• _Passage to read_
= = = =

Medical Premiums in RetirementJan 26, 2023, 3:31 PM By MOSERSI retire 2/1/23. I have chosen to pre-pay health care premiums for the remainder of 2023 with my annual leave payout. 1-Are healthcare premiums taken out pre-tax in retirement? 2-As an employee, my premiums are taken out pre-tax to lower my taxable income. Does this happen with a retiree's pension payment? 3-If health care premiums are deducted prior to federal tax deductions (while in retirement) than the prepayment of healthcare premiums (at year-end) would be the same, is that correct?
Congratulations on your upcoming retirement! Let’s address your questions one by one:
- Are healthcare premiums taken out pre-tax in retirement? No. All deductions from your MOSERS pension benefit are POST tax.
- As an employee, my premiums are taken out pre-tax to lower my taxable income. Does this happen with a retiree's pension payment? No. All deductions from your MOSERS pension benefit are POST tax.

= = = =

• _Records contained in a dataset_
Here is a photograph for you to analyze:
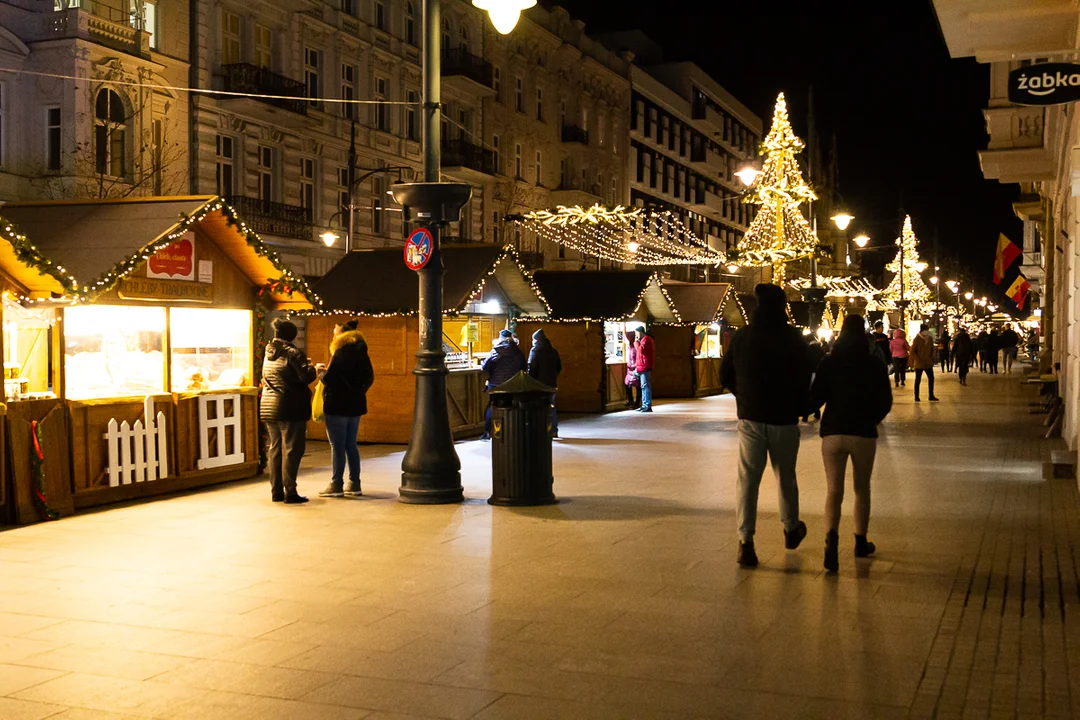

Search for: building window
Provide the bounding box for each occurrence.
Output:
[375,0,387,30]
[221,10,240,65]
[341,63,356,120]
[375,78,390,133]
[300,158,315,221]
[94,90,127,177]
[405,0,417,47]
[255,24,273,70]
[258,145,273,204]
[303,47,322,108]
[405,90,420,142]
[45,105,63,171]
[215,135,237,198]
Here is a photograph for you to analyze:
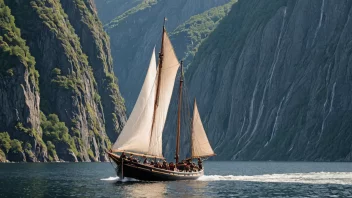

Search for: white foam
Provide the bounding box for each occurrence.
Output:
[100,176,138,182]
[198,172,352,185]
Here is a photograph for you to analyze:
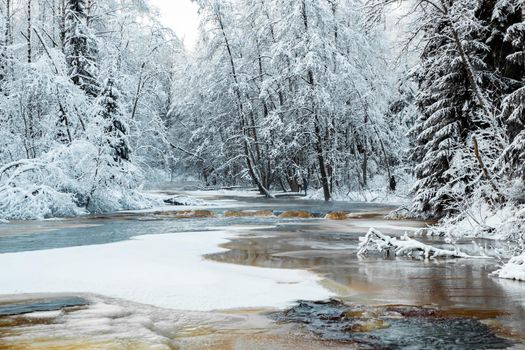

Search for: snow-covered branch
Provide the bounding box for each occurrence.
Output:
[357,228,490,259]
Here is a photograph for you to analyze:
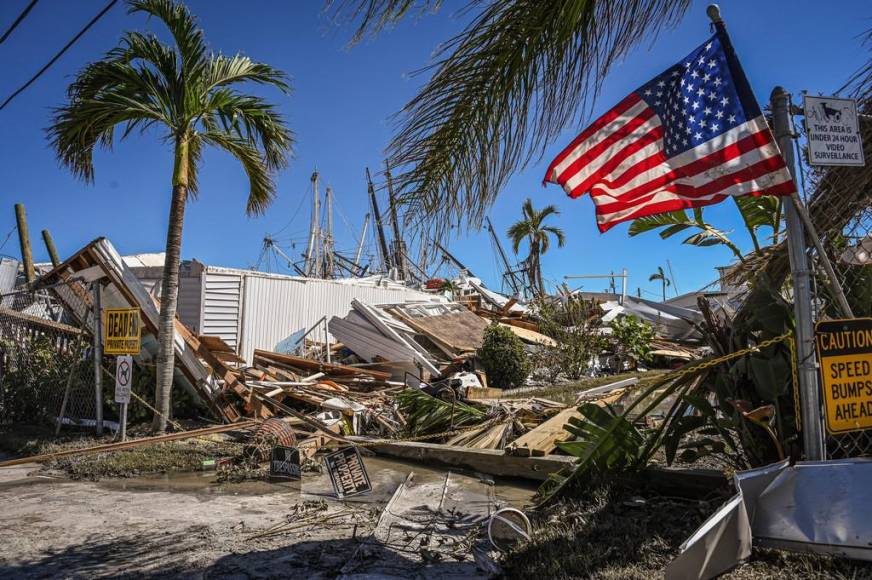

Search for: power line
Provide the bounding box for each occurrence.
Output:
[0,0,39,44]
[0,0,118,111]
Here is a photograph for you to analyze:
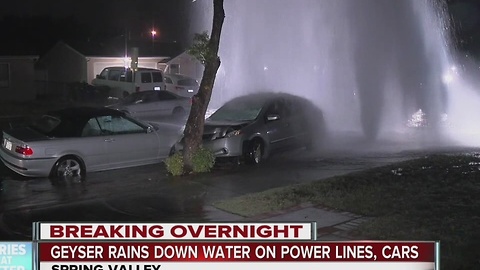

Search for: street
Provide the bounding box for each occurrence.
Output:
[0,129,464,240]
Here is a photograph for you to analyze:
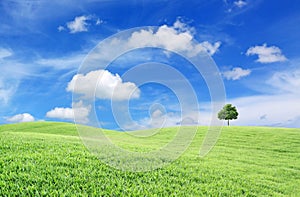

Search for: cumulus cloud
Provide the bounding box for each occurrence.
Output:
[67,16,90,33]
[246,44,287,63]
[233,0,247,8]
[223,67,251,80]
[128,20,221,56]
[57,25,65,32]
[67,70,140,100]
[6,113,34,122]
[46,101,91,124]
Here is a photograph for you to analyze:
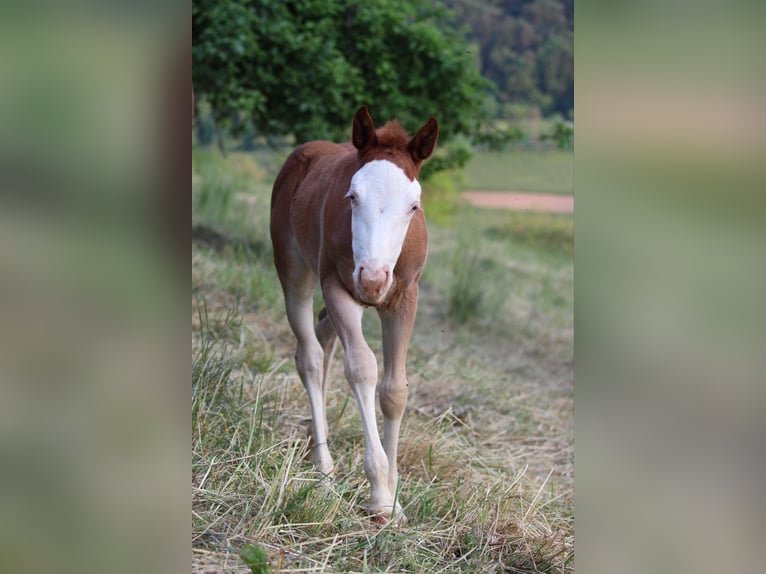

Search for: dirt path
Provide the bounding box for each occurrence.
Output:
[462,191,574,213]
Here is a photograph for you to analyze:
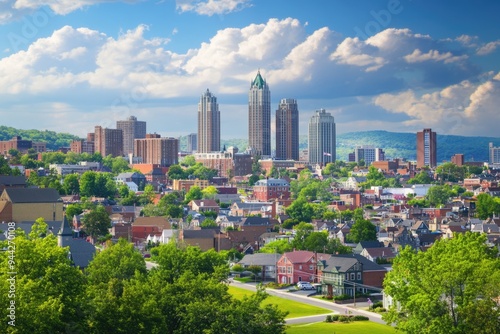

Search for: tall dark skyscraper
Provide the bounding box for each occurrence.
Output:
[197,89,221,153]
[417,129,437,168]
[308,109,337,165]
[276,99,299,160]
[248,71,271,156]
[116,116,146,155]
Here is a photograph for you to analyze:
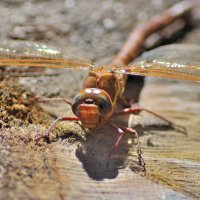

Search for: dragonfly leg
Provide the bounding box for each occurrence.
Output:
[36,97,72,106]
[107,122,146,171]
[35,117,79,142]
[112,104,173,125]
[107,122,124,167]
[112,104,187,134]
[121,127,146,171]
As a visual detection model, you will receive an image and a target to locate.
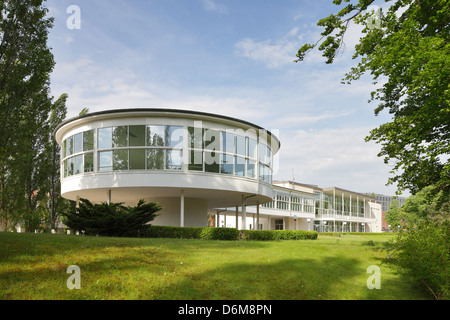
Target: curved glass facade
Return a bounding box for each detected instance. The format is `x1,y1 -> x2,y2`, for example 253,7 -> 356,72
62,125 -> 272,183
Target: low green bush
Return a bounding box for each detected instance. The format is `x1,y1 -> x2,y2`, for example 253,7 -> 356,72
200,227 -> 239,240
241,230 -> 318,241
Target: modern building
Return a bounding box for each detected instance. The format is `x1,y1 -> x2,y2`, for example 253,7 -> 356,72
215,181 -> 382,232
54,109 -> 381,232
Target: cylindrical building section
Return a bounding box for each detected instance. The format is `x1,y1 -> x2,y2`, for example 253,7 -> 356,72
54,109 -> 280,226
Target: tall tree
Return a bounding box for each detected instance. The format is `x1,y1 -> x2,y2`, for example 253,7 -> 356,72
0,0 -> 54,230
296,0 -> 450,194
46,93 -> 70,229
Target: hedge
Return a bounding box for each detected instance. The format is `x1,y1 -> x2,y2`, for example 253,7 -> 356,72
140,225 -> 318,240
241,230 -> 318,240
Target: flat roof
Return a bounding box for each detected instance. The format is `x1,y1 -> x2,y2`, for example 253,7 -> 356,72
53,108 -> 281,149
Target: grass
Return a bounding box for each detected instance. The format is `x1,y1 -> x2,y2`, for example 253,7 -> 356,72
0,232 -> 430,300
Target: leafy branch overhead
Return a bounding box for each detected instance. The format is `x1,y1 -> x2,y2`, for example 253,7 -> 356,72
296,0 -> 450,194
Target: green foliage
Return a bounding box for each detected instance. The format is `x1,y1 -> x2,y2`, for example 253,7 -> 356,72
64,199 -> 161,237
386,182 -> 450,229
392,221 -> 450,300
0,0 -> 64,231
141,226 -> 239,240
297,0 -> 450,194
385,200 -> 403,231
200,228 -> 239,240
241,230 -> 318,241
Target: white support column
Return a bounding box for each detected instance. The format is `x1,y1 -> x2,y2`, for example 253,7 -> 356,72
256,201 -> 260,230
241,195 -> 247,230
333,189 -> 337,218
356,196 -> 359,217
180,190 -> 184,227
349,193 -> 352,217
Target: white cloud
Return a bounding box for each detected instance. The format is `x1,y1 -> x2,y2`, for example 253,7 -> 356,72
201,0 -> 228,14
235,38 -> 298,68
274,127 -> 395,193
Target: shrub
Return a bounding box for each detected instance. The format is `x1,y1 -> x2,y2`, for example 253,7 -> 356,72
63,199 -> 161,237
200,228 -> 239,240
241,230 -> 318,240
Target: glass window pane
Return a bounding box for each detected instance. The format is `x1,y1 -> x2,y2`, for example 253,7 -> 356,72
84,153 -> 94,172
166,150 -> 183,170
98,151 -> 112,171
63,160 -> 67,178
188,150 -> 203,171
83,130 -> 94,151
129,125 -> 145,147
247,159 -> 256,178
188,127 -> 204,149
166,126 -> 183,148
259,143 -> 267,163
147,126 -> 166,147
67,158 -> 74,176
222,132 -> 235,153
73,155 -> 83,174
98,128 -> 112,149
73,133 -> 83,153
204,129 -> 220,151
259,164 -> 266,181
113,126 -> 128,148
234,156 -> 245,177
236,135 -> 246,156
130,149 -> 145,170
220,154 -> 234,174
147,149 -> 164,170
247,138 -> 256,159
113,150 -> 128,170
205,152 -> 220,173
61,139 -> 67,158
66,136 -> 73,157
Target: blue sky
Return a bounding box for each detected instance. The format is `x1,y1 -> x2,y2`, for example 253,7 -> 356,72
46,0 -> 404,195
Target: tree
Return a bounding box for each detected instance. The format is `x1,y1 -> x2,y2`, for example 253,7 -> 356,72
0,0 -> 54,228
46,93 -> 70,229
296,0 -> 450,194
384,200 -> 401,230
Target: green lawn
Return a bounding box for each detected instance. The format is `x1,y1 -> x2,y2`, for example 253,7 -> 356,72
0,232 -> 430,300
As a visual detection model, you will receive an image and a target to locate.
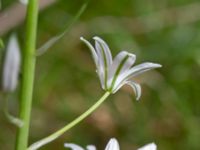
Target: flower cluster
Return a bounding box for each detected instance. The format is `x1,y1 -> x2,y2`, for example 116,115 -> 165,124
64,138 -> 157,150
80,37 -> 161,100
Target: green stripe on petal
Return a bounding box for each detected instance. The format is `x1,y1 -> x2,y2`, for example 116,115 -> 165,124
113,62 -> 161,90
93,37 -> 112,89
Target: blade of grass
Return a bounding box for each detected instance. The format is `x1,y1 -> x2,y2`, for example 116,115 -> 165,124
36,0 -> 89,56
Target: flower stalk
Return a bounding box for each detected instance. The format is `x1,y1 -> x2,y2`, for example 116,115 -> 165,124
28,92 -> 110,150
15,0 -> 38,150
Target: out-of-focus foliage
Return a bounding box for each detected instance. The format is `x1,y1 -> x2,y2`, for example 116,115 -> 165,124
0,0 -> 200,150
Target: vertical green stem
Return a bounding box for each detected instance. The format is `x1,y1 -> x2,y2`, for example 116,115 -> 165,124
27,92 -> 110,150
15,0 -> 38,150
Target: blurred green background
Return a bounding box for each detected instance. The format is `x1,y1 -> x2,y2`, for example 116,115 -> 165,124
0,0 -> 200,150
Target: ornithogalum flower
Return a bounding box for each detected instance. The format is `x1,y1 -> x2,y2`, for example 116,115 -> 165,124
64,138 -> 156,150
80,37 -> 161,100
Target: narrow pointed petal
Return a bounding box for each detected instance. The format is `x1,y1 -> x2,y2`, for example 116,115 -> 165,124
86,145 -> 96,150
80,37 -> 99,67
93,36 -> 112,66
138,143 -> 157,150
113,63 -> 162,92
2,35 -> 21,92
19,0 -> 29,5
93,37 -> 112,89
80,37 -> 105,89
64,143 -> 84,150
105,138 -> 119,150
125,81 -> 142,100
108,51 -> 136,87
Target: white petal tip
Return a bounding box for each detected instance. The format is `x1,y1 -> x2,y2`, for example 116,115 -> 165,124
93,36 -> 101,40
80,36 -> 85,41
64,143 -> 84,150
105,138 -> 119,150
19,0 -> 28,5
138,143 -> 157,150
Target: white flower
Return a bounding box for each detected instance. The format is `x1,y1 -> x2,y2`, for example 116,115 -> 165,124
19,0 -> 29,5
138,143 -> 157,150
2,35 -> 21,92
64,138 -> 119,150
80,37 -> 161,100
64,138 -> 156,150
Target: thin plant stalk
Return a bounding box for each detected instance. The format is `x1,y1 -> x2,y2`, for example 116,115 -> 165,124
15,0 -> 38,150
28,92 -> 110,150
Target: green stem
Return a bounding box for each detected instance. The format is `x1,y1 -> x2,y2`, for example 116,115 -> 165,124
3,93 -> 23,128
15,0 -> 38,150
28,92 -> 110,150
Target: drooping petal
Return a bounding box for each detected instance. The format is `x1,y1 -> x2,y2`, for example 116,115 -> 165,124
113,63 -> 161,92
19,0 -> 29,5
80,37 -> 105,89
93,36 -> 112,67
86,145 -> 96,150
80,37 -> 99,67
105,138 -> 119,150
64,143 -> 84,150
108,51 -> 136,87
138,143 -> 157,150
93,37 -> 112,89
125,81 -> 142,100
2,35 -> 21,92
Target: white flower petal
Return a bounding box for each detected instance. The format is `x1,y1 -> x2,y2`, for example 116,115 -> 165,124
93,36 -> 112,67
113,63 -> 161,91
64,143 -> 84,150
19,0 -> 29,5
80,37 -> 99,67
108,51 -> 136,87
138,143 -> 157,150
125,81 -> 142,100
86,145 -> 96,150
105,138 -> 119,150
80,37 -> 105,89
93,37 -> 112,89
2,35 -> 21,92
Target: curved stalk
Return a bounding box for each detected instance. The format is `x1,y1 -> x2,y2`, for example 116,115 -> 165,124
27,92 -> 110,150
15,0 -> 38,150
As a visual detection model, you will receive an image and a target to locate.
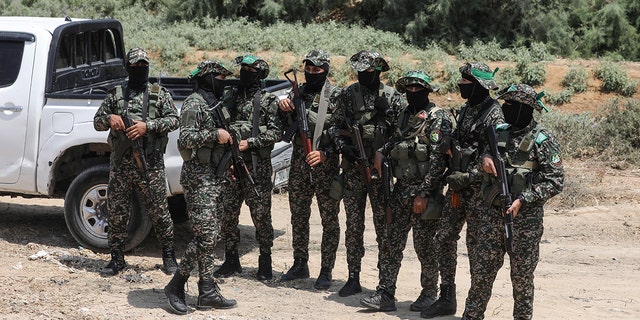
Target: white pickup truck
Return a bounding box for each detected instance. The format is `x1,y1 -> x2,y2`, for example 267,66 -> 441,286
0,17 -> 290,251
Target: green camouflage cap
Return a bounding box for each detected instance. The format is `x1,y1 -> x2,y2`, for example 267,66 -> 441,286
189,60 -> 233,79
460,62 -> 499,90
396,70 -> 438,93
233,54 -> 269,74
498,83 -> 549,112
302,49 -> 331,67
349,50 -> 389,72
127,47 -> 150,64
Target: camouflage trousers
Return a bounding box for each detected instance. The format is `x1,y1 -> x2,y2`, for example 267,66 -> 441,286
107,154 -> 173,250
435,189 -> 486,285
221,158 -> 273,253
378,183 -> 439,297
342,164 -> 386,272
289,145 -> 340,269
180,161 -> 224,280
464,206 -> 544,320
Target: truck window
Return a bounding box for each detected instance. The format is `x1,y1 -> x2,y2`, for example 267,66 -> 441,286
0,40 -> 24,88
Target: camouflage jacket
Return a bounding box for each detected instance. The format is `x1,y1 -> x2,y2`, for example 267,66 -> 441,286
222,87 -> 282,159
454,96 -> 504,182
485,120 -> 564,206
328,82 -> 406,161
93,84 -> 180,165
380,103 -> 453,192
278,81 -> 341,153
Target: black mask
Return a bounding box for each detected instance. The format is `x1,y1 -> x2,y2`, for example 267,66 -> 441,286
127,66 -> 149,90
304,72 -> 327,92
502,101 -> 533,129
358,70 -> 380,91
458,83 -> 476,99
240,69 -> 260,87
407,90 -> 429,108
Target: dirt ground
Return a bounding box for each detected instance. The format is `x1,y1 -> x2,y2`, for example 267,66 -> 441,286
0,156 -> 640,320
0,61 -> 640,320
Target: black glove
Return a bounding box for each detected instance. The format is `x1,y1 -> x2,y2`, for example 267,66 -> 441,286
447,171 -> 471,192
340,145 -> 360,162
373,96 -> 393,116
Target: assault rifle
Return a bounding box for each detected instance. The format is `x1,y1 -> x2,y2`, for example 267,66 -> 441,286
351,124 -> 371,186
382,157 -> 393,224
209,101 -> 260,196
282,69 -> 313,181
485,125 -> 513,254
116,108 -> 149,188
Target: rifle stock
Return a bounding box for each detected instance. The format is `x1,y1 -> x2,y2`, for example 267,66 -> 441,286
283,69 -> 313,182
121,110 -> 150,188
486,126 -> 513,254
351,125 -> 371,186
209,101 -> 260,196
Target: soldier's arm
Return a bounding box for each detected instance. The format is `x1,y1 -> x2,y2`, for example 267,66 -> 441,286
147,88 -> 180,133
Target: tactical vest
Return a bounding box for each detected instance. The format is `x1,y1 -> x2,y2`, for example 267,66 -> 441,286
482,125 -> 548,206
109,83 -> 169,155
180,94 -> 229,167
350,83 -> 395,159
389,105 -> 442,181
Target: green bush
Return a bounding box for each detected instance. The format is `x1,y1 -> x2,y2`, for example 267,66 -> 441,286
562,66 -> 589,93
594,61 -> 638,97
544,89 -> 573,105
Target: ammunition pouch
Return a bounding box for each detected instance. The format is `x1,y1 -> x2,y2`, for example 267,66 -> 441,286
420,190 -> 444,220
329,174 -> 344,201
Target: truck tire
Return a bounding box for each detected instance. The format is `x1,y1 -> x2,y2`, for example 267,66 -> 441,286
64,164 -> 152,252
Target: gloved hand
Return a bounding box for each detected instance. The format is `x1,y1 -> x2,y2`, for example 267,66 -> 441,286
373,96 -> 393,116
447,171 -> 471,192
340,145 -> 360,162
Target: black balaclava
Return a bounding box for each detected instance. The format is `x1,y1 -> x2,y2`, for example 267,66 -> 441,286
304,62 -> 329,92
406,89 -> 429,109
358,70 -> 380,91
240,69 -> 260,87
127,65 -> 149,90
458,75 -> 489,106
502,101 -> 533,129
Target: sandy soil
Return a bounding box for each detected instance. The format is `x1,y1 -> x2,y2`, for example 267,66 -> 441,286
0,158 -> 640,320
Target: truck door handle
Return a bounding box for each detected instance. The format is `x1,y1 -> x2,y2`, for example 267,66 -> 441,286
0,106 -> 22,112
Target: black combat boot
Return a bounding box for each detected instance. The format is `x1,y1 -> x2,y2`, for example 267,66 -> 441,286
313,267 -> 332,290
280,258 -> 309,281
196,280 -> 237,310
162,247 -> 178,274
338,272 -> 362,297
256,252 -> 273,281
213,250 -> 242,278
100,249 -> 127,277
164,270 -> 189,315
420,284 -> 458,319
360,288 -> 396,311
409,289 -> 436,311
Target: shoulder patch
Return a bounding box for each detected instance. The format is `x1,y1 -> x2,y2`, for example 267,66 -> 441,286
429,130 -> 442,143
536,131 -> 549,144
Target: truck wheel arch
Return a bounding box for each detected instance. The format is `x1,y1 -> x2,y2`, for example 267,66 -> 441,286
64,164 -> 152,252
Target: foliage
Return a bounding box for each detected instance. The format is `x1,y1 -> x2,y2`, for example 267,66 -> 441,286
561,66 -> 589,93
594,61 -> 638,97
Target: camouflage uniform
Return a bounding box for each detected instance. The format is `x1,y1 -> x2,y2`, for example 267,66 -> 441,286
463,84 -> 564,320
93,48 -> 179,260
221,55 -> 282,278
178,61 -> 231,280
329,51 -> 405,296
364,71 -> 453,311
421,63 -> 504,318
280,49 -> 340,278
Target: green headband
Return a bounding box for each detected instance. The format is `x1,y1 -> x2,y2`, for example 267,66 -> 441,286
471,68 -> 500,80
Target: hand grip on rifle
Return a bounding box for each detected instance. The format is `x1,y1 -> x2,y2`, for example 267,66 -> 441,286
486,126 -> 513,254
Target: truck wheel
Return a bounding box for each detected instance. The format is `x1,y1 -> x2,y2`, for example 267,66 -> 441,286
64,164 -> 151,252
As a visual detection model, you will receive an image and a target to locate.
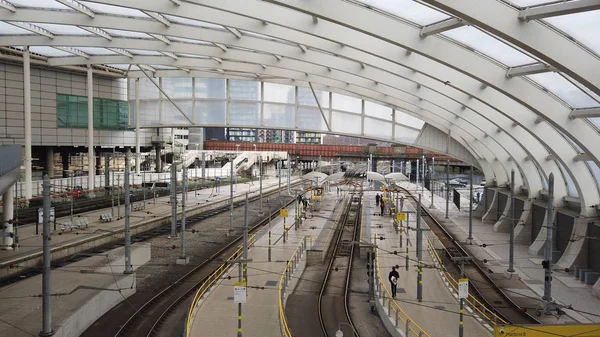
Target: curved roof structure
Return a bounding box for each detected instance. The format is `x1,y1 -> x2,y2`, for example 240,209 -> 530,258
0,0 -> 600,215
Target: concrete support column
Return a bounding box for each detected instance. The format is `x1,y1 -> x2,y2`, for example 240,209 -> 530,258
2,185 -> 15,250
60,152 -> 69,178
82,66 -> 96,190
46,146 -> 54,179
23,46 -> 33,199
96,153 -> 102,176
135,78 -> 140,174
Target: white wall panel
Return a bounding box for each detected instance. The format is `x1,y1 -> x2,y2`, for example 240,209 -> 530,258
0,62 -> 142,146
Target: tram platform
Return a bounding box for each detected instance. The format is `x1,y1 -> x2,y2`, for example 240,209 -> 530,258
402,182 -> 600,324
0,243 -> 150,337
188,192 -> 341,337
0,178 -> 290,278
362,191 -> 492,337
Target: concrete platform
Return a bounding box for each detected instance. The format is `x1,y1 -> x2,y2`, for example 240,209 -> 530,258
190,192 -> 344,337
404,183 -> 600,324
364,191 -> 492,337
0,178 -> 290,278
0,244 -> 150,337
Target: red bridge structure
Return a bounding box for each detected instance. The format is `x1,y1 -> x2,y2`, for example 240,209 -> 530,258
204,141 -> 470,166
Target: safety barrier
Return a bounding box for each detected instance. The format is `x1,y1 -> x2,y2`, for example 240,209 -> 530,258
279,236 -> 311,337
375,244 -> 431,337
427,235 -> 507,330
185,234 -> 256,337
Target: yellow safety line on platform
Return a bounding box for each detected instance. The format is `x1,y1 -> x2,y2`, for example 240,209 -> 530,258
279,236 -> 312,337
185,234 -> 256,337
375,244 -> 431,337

= = = =

• _What is being asked_
Summarize the post on medical premiums in retirement in two sentences.

• _Your solution_
A person retiring on 2/1/23 plans to prepay health care premiums for the rest of 2023 with an annual leave payout. The person asks whether those premiums come out pre-tax in retirement, as they do for employees, and the reply answers that all deductions from a MOSERS pension benefit are post-tax.